Source document.
Employment Agreements. Local and/or its subsidiaries have entered into employment agreements with Messrs. Edward A. Townsend, Jan A. Norton, Richard L. Park, William Townsend and William Lee, which generally provide for the payment of a severance payment and the provision of certain other benefits to them in the event that their employment by Local and/or its subsidiaries is terminated following a change in control of Local and/or its subsidiaries. The merger would constitute a change in control for purposes of the employment agreements. The employment of each of the individuals named above with Local and/or its subsidiaries will be terminated in connection with the merger. In lieu of the payments due each of the named executive officers under their respective employment agreements, Messrs. Edward Townsend, Norton, Park, William Townsend and Lee will receive from IBC quarterly cash payments in the amount of $239,636, $118,750, $83,250, $63,531 and $33,000, respectively. The payments will be made quarterly over the next three years with the first payment being made five business days after the effective time of the merger. The cost of the named executive officers health and other insurance benefits will be deducted from the payments received by them.

Provided material.
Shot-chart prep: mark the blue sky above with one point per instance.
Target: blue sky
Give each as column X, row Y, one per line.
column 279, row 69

Exercise aim. In the passage on employment agreements, how much will Mr. Norton receive from IBC in each quarterly cash payment?

The completed task. $118,750